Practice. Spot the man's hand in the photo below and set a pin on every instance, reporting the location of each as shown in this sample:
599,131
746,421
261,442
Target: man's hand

────

• _WRITTEN TASK_: Copy the material above line for line, keeping every word, number, and punctuation mark unchanged.

• _WRITTEN SOLUTION_:
Practice. Spot the man's hand in the photo below and set a pin on every instance, reporting the location of each as shown in this sample:
599,131
746,421
261,442
Target: man's hand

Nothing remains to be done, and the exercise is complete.